SEITENAUSZUG>
□ □ □ □ □

In Deutschland hatten wir bei der Spezialgrundausbildung einen Punk im Zug. Der war leider zu faul zu verweigern *Zitat*. Aber er hörte das man den KDV Antrag auch noch nachträglich stellen kann, was er dann auch tat. Und tatsächlich, der Antrag ging durch. Aber als er erfuhr das damit keineswegs gemeint war das er jetzt heim darf, sondern schön die 10 Monate abreisst wurde das Gesicht immer dümmer. Vor allem weil er gezwungen wurde mit einem Holzgewehr schön die widerlichsten Übungen mitzumachen die wir auch machten. Und sogar beim schiessen war er dabei. Und lol sie haben ihn gezwungen "Peng" zu rufen wenn er "schiesst" oh man ich piss mir gleich in die Hose nur vom wiederdrandenken  *PENG*  

@ Aerni ich war noch mal bei Kfor damals. Ich weis der Afghanistan Einsatz war nochmal ne andere Hausnummer. Aber ich war ,it dem Eurokorps dort , meinem Battailon. Du hast ja auch schon ne ganze Menge Waffen geschossen. Auf das M16 wäre ich noch neugierig gewesen. Da hatte ich nie die Gelegenheit zu.  Auch das Barrett, ich glaube ich kann so in ungefähr nachfühlen wie der Rückschlag war da ich in Frankreich die LRAC (französische Panzerfaust) scharf geschossen hab. Wobei da ist es eher eine Druckwelle vom Raketenantrieb des Gefechtskopfes. Aber meine Armbanduhr war das Glas gesprungen danach. Und ich hatte am rechten Arm keine Haare mehr 

Ansonsten kann ich auch wie du auf ne Menge "normaler" Waffen verweisen. Die Anzahl ergab sich aber dadurch daß das Eurokorps ein multinationales Battailon ist, und man spätesten auf Übungen zu allerhand Erfahrungen kommt.

□ □ □ □ □

Auszug aus einem Datensatz>
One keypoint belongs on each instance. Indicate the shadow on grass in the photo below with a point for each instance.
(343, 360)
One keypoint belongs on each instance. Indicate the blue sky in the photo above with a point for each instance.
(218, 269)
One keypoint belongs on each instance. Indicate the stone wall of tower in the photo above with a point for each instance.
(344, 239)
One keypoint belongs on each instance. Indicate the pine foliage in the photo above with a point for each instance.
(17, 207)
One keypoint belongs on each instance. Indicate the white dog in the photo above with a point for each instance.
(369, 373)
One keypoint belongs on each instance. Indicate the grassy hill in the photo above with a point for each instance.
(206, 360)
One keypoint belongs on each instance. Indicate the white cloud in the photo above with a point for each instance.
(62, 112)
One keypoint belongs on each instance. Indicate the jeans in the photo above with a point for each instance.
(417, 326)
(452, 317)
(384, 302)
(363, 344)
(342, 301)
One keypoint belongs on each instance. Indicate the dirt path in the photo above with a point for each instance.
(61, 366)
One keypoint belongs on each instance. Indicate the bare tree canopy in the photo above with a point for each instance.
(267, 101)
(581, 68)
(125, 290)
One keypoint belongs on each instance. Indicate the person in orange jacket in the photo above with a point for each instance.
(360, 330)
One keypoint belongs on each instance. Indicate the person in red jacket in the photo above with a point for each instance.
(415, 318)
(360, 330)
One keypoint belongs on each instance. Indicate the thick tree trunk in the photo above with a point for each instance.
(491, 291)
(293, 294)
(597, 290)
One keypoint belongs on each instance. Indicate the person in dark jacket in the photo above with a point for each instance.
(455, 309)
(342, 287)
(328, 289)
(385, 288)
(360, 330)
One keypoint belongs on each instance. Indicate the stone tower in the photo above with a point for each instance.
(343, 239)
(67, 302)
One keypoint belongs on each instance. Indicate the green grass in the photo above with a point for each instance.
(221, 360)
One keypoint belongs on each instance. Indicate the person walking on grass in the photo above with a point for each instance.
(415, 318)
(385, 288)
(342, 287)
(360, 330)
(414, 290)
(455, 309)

□ □ □ □ □

AUFGABE 1>
Gib aus dem Seitenauszug den Abschnitt von "Ansonsten kann ich" bis "allerhand Erfahrungen kommt." unverändert aus.
AUFGABE 2>
Ändere in den Datensätzen die Zeilen von der Zeile mit "One keypoint belongs on each instance. Indicate the thick" bis zum Ende der Datensätze, indem du "jacket" durch "coat" ersetzt. Gib nur diese Zeilen aus und lass alles andere darin unverändert.
Die Datensätze stehen in keinem Zusammenhang mit dem Seitenauszug.

AUSGABE 1>
Ansonsten kann ich auch wie du auf ne Menge "normaler" Waffen verweisen. Die Anzahl ergab sich aber dadurch daß das Eurokorps ein multinationales Battailon ist, und man spätesten auf Übungen zu allerhand Erfahrungen kommt.

AUSGABE 2>
One keypoint belongs on each instance. Indicate the thick tree trunk in the photo above with a point for each instance.
(491, 291)
(293, 294)
(597, 290)
One keypoint belongs on each instance. Indicate the person in dark coat in the photo above with a point for each instance.
(455, 309)
(342, 287)
(328, 289)
(385, 288)
(360, 330)
One keypoint belongs on each instance. Indicate the stone tower in the photo above with a point for each instance.
(343, 239)
(67, 302)
One keypoint belongs on each instance. Indicate the green grass in the photo above with a point for each instance.
(221, 360)
One keypoint belongs on each instance. Indicate the person walking on grass in the photo above with a point for each instance.
(415, 318)
(385, 288)
(342, 287)
(360, 330)
(414, 290)
(455, 309)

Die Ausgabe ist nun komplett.